Records
BEGIN

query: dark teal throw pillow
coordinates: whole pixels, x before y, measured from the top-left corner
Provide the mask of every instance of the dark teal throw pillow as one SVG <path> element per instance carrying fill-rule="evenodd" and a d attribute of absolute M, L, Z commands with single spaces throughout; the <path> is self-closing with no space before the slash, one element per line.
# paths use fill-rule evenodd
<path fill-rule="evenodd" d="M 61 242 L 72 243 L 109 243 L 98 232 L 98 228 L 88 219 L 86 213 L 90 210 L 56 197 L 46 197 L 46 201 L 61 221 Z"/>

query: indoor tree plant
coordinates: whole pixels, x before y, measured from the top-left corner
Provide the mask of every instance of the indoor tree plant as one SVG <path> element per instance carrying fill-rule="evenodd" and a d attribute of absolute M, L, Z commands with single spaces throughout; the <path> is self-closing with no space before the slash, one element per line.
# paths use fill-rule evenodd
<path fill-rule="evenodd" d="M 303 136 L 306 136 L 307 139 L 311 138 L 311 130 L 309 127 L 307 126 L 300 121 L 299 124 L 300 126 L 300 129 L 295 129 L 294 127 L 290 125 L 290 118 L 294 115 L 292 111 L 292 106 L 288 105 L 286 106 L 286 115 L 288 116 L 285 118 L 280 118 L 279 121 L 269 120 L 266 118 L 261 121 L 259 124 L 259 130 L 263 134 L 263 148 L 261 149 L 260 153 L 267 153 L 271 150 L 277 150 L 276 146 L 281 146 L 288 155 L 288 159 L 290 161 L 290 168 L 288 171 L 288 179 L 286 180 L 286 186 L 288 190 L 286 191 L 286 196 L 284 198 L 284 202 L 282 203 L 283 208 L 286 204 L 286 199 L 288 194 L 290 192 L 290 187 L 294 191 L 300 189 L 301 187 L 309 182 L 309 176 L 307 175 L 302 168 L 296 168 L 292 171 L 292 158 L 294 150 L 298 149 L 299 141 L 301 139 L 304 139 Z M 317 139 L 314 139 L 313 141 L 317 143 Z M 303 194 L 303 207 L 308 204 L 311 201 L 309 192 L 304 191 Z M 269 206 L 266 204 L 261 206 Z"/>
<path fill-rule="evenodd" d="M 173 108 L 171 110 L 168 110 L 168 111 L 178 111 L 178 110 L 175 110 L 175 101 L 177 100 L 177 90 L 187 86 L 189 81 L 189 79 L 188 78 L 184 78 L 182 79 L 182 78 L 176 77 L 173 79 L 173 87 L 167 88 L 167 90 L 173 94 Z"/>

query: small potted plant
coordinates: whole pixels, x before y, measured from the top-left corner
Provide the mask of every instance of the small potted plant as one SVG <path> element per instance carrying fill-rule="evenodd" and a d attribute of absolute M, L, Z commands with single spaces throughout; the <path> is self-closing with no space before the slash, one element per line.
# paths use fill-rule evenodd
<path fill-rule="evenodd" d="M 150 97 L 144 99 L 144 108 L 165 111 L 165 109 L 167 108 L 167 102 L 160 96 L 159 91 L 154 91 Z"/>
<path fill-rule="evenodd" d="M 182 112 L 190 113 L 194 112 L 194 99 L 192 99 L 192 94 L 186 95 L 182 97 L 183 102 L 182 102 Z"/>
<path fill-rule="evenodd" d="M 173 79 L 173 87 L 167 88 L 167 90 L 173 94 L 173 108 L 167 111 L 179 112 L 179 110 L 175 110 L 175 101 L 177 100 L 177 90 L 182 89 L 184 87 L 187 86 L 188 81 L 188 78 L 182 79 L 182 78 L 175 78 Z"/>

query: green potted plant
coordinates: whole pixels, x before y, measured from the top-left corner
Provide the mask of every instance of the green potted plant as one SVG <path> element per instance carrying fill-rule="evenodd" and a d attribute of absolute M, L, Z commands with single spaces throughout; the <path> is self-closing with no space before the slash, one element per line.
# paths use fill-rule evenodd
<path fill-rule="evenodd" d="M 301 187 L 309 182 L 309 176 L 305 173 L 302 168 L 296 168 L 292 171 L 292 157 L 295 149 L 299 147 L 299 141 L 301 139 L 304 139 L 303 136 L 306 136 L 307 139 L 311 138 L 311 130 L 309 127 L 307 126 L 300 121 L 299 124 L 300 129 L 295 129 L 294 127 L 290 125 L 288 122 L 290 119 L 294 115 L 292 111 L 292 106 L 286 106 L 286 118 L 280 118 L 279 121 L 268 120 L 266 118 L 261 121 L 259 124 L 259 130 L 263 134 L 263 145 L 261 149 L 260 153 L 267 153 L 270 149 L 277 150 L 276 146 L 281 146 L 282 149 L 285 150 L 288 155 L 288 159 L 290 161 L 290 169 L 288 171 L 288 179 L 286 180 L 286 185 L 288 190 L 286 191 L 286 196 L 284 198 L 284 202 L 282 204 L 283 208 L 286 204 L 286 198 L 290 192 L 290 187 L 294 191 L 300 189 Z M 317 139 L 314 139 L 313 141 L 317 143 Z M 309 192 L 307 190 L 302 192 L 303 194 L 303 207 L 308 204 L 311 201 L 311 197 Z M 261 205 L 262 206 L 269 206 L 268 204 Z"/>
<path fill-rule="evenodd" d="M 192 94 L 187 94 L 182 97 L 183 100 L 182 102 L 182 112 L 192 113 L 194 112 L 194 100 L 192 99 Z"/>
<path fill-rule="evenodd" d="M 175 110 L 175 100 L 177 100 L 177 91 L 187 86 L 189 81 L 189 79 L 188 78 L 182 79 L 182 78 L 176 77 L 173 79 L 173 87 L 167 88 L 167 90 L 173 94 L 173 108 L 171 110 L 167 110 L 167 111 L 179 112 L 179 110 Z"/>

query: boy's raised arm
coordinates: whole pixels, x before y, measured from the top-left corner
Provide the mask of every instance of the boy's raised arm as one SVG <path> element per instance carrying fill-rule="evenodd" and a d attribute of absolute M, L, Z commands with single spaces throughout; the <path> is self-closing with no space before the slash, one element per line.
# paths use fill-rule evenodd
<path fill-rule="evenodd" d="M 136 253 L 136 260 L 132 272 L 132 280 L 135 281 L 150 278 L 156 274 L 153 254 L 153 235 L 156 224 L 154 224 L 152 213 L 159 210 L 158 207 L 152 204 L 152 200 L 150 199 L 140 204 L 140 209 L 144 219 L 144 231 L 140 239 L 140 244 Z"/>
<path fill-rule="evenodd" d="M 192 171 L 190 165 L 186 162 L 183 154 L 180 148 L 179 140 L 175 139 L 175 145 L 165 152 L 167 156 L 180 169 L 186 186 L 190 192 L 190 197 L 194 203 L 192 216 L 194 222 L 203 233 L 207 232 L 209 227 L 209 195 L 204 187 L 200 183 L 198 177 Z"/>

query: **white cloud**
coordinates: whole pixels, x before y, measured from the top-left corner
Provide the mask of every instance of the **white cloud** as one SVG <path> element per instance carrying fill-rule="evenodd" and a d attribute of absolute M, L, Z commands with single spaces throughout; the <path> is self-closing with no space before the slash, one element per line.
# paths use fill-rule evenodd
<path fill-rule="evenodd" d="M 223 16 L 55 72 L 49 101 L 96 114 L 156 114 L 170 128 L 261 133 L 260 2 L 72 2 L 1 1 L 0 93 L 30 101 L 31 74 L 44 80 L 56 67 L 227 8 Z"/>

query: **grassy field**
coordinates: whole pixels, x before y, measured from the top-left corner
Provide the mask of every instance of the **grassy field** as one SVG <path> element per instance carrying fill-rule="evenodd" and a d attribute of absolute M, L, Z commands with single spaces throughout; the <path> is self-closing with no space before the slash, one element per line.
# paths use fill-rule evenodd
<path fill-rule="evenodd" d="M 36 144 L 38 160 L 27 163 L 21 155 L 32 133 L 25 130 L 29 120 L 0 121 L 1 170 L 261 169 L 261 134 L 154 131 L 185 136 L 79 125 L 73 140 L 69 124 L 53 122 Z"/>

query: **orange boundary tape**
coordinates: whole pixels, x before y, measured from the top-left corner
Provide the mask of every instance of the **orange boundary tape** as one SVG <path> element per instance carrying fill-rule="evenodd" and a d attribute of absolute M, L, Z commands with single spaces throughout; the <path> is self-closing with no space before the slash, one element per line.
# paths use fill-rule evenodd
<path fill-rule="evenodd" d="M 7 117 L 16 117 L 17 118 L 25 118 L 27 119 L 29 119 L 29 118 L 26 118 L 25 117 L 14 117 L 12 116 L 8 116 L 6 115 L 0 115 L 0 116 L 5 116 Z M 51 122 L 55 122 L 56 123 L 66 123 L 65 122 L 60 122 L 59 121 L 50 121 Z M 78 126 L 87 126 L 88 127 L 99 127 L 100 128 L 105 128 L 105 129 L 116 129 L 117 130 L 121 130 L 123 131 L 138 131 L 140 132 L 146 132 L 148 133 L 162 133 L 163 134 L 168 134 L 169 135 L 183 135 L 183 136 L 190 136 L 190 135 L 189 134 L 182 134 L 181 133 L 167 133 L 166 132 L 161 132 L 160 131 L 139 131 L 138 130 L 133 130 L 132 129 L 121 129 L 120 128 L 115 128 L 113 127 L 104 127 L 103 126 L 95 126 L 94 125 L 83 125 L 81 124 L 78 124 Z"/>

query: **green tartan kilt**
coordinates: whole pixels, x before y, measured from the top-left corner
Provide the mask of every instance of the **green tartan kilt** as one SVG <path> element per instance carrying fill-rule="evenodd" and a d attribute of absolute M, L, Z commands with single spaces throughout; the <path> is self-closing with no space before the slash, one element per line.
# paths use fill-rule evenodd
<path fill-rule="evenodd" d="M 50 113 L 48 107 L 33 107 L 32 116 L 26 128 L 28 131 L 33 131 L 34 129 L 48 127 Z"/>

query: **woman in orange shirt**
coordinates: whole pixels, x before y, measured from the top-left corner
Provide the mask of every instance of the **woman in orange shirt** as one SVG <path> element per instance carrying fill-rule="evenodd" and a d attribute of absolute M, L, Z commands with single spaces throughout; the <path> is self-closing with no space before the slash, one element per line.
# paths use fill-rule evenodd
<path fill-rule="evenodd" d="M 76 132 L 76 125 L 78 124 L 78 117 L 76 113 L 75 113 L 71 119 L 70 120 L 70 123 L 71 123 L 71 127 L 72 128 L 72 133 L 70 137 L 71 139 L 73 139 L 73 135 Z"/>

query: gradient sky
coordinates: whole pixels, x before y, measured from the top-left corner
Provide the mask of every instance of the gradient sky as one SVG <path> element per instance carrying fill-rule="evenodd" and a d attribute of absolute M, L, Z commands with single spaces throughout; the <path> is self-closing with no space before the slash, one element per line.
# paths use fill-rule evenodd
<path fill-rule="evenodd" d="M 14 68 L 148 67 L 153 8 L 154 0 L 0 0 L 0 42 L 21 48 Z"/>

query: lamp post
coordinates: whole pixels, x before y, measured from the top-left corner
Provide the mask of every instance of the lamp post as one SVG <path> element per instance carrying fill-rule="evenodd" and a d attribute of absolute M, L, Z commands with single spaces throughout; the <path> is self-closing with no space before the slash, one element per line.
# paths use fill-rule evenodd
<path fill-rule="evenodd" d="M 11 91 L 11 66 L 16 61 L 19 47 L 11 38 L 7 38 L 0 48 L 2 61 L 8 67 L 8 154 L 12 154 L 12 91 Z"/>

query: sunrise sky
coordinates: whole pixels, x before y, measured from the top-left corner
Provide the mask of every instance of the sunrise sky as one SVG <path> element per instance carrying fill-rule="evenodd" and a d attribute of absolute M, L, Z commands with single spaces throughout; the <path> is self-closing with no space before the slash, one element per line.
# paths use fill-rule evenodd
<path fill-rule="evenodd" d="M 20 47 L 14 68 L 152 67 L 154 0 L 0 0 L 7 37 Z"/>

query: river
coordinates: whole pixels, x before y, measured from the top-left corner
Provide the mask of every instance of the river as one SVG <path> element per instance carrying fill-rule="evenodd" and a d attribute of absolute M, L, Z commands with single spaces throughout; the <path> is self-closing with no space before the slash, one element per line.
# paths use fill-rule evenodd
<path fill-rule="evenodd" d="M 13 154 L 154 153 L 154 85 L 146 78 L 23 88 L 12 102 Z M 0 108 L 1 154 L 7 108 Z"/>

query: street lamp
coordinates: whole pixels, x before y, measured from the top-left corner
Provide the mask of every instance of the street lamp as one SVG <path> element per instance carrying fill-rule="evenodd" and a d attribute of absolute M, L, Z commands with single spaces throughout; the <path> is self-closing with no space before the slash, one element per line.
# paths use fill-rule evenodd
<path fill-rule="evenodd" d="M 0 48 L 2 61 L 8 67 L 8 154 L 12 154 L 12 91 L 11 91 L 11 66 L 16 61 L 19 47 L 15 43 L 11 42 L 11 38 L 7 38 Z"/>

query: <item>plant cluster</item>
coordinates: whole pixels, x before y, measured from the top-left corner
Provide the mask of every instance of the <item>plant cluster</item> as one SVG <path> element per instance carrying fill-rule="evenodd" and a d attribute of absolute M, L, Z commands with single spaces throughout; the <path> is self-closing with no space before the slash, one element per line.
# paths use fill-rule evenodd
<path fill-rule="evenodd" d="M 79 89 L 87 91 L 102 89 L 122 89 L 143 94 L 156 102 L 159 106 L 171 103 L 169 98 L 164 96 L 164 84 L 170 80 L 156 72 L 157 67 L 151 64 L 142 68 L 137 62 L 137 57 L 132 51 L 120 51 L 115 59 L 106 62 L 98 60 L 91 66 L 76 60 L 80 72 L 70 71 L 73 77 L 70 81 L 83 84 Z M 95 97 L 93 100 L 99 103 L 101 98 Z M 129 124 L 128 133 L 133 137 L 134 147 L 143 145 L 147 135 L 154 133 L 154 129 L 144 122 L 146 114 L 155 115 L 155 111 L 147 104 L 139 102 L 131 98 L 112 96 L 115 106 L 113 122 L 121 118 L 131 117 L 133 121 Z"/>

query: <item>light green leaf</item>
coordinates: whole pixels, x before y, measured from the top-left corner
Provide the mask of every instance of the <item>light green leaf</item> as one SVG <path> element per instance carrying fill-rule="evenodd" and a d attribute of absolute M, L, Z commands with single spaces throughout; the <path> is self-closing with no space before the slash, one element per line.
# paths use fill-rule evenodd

END

## Written exercise
Copy the items word for word, from the very start down through the line containing "171 110 L 168".

## Written solution
query: dark teal throw pillow
coordinates: whole pixels, x before y, measured from the top-left corner
Provide the mask of every instance of the dark teal throw pillow as one SVG <path> element per instance carrying fill-rule="evenodd" and a d attribute of absolute M, L, Z commands with single spaces throughout; the <path> is self-closing with no space before the slash, one element per line.
# paths use fill-rule evenodd
<path fill-rule="evenodd" d="M 61 242 L 72 243 L 109 243 L 98 232 L 98 228 L 88 219 L 86 213 L 90 210 L 56 197 L 46 197 L 46 201 L 61 221 Z"/>

query: indoor tree plant
coordinates: whole pixels, x before y, measured from the top-left corner
Provide the mask of every instance of the indoor tree plant as one SVG <path> element per instance carrying fill-rule="evenodd" and a d attribute of absolute M, L, Z commands with single spaces throughout; the <path> is self-closing with no space before the slash, one element per line.
# paths use fill-rule evenodd
<path fill-rule="evenodd" d="M 303 136 L 306 136 L 307 139 L 311 138 L 311 130 L 309 127 L 307 126 L 300 121 L 299 124 L 300 126 L 300 129 L 295 129 L 294 127 L 290 125 L 290 118 L 294 115 L 292 111 L 292 106 L 288 105 L 286 106 L 286 115 L 288 116 L 285 118 L 280 118 L 279 121 L 269 120 L 266 118 L 261 121 L 259 124 L 259 130 L 263 134 L 263 148 L 261 149 L 260 153 L 267 153 L 271 150 L 277 150 L 276 146 L 281 146 L 288 155 L 288 159 L 290 161 L 290 168 L 288 171 L 288 179 L 286 180 L 286 186 L 288 190 L 286 191 L 286 196 L 284 198 L 284 202 L 282 203 L 283 208 L 286 204 L 286 199 L 288 194 L 290 192 L 290 187 L 294 191 L 300 189 L 301 187 L 309 182 L 309 176 L 307 175 L 302 168 L 296 168 L 292 171 L 292 158 L 294 150 L 298 149 L 299 141 L 301 139 L 304 139 Z M 317 139 L 314 139 L 313 141 L 317 143 Z M 303 194 L 303 207 L 308 204 L 311 201 L 309 192 L 304 191 Z M 269 206 L 266 204 L 261 206 Z"/>
<path fill-rule="evenodd" d="M 173 108 L 171 110 L 168 110 L 168 111 L 178 111 L 178 110 L 175 110 L 175 101 L 177 100 L 177 90 L 187 86 L 189 81 L 189 79 L 188 78 L 184 78 L 182 79 L 182 78 L 176 77 L 173 79 L 173 87 L 167 88 L 167 90 L 173 94 Z"/>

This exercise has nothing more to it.